TEXT SECTION:
>>>>

Context: Tuberculosis (TB) remains the world’s second leading cause of death from a single infectious agent, and global TB targets have either been missed or remain. The net reduction from 2015 to 2022 was 8.7%, far from the WHO End TB Strategy milestone of a 50% reduction by 2025 according to WHO’s Global TB Report 2023.
Key findings of the report
- In 2022, the global number of new TB diagnoses reached 7.5 million, marking the highest figure since the World Health Organization (WHO) initiated its global TB monitoring efforts in 1995. This exceeded the pre-COVID baseline and the previous historical peak of 7.1 million cases in 2019, showing a significant increase from the 5.8 million cases reported in 2020 and 6.4 million in 2021.
- India, Indonesia and the Philippines, which collectively accounted for nearly 60% of the reduction in the number of people newly diagnosed with TB in 2020 and 2021, recovered to above 2019 levels in 2022.
- TB caused an estimated 1.30 million deaths in 2022, again almost back to the level of 2019. COVID-related disruptions are estimated to have resulted in almost half a million excess deaths from TB in the three years 2020–2022.
- Treatment success rates have improved to 88% for people treated for drug-susceptible TB and 63% for people with Multidrug- and rifampicin-resistant tuberculosis (MDR/RR-TB).
- The net reduction in the global number of deaths caused by TB from 2015 to 2022 was 19%, far from the WHO.

<<<<

STUDY MATERIAL:
>>>>

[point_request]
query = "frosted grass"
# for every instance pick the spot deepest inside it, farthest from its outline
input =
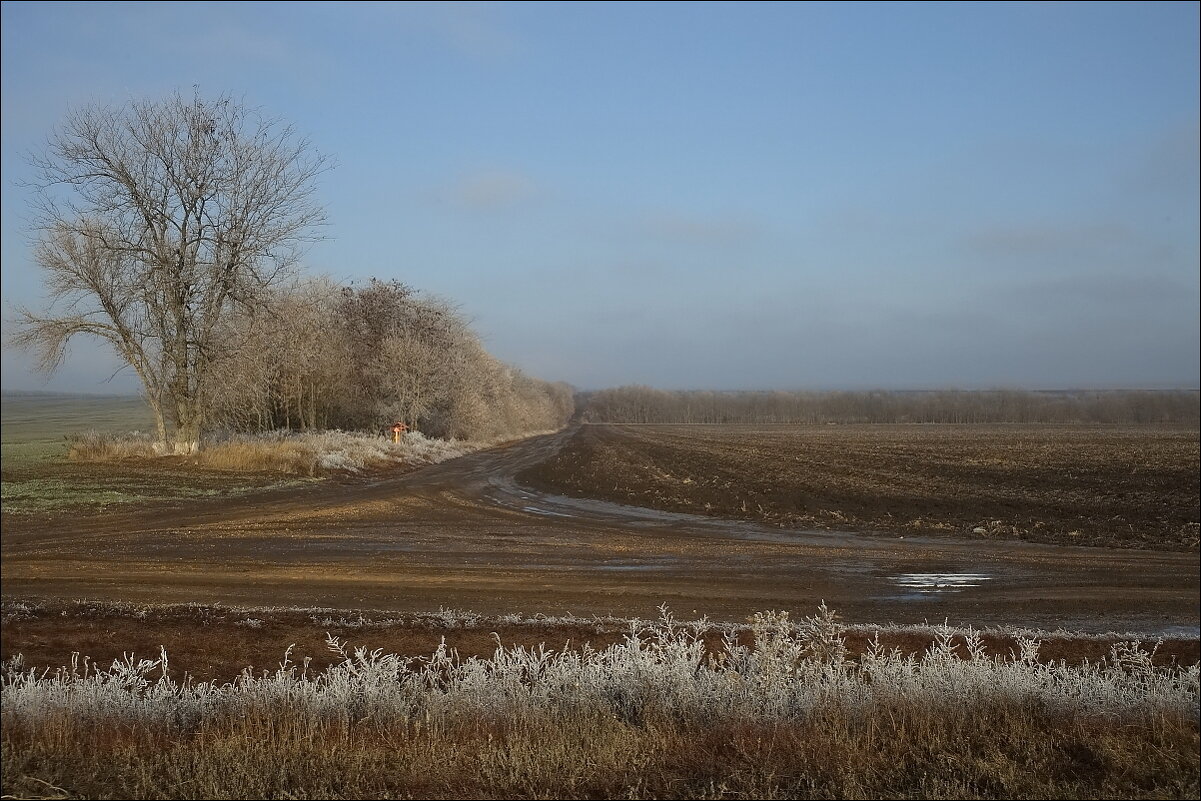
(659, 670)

<<<<
>>>>

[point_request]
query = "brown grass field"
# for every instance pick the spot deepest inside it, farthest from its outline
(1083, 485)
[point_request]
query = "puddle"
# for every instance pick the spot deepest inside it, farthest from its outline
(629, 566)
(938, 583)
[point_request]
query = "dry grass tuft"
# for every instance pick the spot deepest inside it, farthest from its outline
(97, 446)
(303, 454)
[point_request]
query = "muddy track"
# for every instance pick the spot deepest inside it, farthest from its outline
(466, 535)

<<<<
>>>>

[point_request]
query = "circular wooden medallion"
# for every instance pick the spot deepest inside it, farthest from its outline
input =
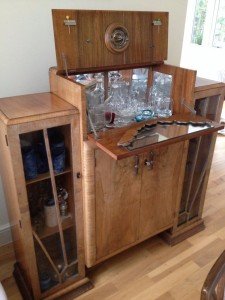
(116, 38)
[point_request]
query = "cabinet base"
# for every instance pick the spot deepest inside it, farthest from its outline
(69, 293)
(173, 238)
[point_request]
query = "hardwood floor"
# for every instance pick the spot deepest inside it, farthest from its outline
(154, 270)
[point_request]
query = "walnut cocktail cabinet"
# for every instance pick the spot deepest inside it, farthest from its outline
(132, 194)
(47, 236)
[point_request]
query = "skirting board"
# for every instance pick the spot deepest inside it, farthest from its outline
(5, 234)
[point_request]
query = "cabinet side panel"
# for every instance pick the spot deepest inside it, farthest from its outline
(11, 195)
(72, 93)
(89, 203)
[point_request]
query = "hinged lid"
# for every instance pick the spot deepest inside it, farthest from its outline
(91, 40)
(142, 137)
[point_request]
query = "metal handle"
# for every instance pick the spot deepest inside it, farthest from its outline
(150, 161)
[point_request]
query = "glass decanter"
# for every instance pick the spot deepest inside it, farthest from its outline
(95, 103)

<<<<

According to the TB report summary, how many people were newly diagnosed with TB worldwide in 2022? The items have nothing to do with this.

YOUR RESPONSE:
7.5 million